ФРАГМЕНТ ДОКУМЕНТА:
____
Выбрать главу

                    («Дом поэта»)

В. И. Цветков

М. А. ВОЛОШИН И ЕСТЕСТВЕННЫЕ НАУКИ

Глубокая эрудиция в естественнонаучных вопросах является значительной чертой поэтического облика Максимилиана Волошина. В этом качестве следует видеть не столько дань личным склонностям и увлечениям поэта и не столько проявление присущей его натуре многогранности, сколько важнейшую деталь всей его творческой концепции, усилие преодолеть то трагическое разделение путей искусства и науки, которое возникло, по словам Волошина, в эпоху, непосредственно следовавшую за Ренессансом.

Волошин — не ученый, а поэт, и он нигде не позволяет своему научному багажу играть самодовлеющую роль, никогда не переходит грань, отделяющую поэзию от дидактики. Естественнонаучные знания вовлекаются в поэтический мир Волошина в двояком качестве. С одной стороны, это источник сведения о материале творчества, материале не в смысле языка, а в смысле образного строя. Знание вещной, предметной стороны мира позволяет поэту обогатить арсенал изобразительных средств, ввести неожиданные и емкие аналогии, основанные на достижениях аналитического научного метода. Сюда относится вся поэтическая астрономия ранних циклов Волошина, именно этот аспект имеет в виду поэт и художник, когда сожалеет об отсутствии «художественной метеорологии» и «художественной геологии». Поэтическое опосредствование действительности, по Волошину, должно иметь под собой твердый фундамент знания. С другой стороны, само научное познание мира интересует поэта как исторический и духовный процесс. Какие взлеты и какие падения принесла человеческой душе неуемная жажда знания? Что получил и что потерял человек благодаря науке?
____
ЗАДАНИЕ:
Верните без изменений фрагмент статьи о Волошине и естественных науках от «В. И. Цветков» до «следовавшую за Ренессансом.».
____
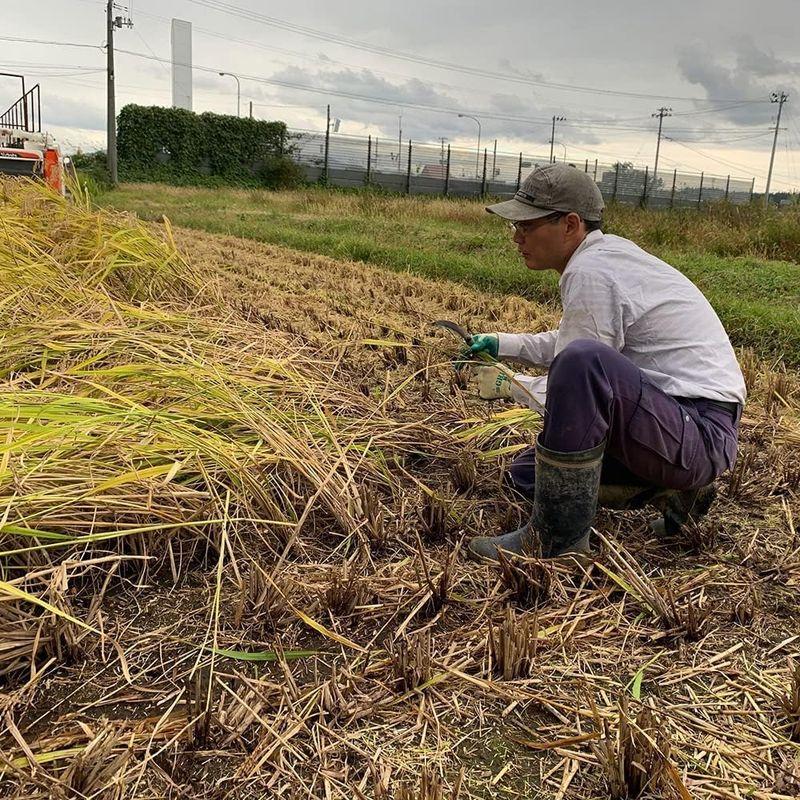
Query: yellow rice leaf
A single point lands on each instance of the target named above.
(139, 475)
(385, 343)
(13, 591)
(320, 628)
(43, 758)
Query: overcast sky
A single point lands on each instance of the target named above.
(606, 67)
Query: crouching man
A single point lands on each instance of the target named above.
(643, 390)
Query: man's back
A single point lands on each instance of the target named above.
(617, 293)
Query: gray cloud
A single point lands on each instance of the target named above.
(69, 113)
(743, 78)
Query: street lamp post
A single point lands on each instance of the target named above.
(478, 154)
(553, 136)
(238, 91)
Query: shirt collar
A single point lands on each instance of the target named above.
(590, 239)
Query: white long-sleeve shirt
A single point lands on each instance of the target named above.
(616, 293)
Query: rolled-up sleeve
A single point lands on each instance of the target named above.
(536, 349)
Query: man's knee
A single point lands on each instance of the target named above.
(579, 357)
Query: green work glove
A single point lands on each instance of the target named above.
(484, 343)
(488, 343)
(493, 381)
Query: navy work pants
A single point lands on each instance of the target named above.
(595, 394)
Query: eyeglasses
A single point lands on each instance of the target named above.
(528, 225)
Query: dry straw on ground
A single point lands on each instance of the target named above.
(235, 483)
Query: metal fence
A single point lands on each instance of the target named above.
(419, 168)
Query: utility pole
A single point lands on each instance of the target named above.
(780, 98)
(238, 91)
(661, 113)
(478, 150)
(399, 141)
(112, 22)
(553, 135)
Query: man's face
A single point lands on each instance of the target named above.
(542, 243)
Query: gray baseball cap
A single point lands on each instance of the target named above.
(554, 187)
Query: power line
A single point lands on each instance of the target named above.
(51, 42)
(229, 8)
(394, 102)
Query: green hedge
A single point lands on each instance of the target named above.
(173, 145)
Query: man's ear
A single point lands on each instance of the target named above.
(574, 223)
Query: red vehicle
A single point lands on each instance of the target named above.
(24, 148)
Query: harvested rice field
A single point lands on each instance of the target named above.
(235, 485)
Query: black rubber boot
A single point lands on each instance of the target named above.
(564, 504)
(682, 507)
____
РЕШЕНИЕ ЗАДАНИЯ:
В. И. Цветков

М. А. ВОЛОШИН И ЕСТЕСТВЕННЫЕ НАУКИ

Глубокая эрудиция в естественнонаучных вопросах является значительной чертой поэтического облика Максимилиана Волошина. В этом качестве следует видеть не столько дань личным склонностям и увлечениям поэта и не столько проявление присущей его натуре многогранности, сколько важнейшую деталь всей его творческой концепции, усилие преодолеть то трагическое разделение путей искусства и науки, которое возникло, по словам Волошина, в эпоху, непосредственно следовавшую за Ренессансом.